Location labeling records:

-*-

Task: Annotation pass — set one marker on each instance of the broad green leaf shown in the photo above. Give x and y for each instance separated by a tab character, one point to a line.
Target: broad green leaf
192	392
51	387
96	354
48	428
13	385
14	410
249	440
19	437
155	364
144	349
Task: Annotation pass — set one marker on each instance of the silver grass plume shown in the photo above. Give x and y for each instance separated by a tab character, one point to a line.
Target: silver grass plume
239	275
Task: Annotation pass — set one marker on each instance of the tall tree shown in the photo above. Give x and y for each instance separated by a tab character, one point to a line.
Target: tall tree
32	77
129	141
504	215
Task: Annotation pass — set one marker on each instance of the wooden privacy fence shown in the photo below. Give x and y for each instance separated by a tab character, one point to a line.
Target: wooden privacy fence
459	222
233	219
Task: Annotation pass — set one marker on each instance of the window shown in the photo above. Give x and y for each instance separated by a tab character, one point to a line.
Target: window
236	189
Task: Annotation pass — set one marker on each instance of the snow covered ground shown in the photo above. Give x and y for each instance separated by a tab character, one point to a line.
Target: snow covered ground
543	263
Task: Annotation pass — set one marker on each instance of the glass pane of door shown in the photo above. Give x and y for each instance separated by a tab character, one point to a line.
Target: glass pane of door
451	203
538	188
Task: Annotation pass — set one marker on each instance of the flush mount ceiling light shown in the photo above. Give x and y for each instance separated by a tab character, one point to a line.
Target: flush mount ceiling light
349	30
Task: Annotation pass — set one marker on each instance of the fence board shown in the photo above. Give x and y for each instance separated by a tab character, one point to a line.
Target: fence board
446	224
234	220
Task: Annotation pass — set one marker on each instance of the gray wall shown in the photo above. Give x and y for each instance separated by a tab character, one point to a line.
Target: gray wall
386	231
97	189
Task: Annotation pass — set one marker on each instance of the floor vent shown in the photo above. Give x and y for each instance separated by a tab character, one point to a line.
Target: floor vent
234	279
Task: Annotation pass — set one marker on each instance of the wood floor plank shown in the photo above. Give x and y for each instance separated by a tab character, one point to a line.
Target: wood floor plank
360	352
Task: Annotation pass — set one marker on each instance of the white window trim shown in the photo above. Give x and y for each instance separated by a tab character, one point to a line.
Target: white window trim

-*-

● **Exercise goal**
Please swap every "Annotation pass" in the records for "Labeling pass" and keep everything else the same.

● **Solution for this exercise**
Task: Labeling pass — set one marker on each instance of the broad green leaf shown in the photo above. Give x and y for each instance separated by a tab character, one point to a line.
Target: broad green leaf
192	392
51	387
96	354
48	428
13	385
14	410
249	440
19	437
155	364
144	349
Task: Labeling pass — set one marker on each instance of the silver grass plume shown in the photo above. Give x and y for each instance separated by a tab character, one point to a line.
Target: silver grass plume
239	275
Task: Labeling pass — set one marker on each instance of the tall tree shown in the photo above. Give x and y for each instance separated by a tab character, one point to a line.
Target: tall tree
32	77
129	141
504	215
Task: Labeling pass — set one marker on each instance of the wooden privacy fence shown in the photo below. Give x and y for each instance separated by a tab character, one point to a line.
Target: wooden privacy fence
459	222
233	219
Task: Labeling pass — set one marker on each instance of the window shown in the photo above. Give x and y for each instance separated by a tab character, one point to a line.
Target: window
236	189
Task: Labeling pass — set one marker on each instance of the snow covered ground shown in the photo above. Give x and y for each instance separated by a tab character, one point to a line.
Target: snow covered ground
543	263
Task: Labeling pass — set one marker on each instance of the glass pane of door shown in the photo above. Give x and y for each instance separated by a tab character, one point to a line.
Target: glass pane of door
451	203
538	188
Task: Labeling pass — set one marker on each instance of the flush mount ceiling light shown in the photo above. Give x and y for each instance separated by a tab character, one point to a line.
Target: flush mount ceiling light
349	30
Task: Labeling pass — set one marker on each instance of the fence board shown in the photo above. Give x and y for each instance separated by a tab character, one point to a line.
Target: fence board
446	224
234	220
Task: Labeling pass — set one marker on each instance of the gray wall shown in the photo above. Give x and y for each instance separated by a tab character, one point to a line.
Target: gray wall
386	231
97	189
Task: Labeling pass — set one marker on each instance of the floor vent shown in the photo above. Give x and y for each instance separated by a tab character, one point to a line.
Target: floor vent
234	279
Task: Labeling pass — set one marker on each instance of the wood floor plank shown in the photo above. Give x and y for each instance separated by a tab character, one point to a line.
Target: wood floor plank
360	352
Task: Labeling pass — set one marker on each instance of the white window trim shown in the photo above. Give x and y for each instance separated by a tab character, one point to a line.
Target: white window trim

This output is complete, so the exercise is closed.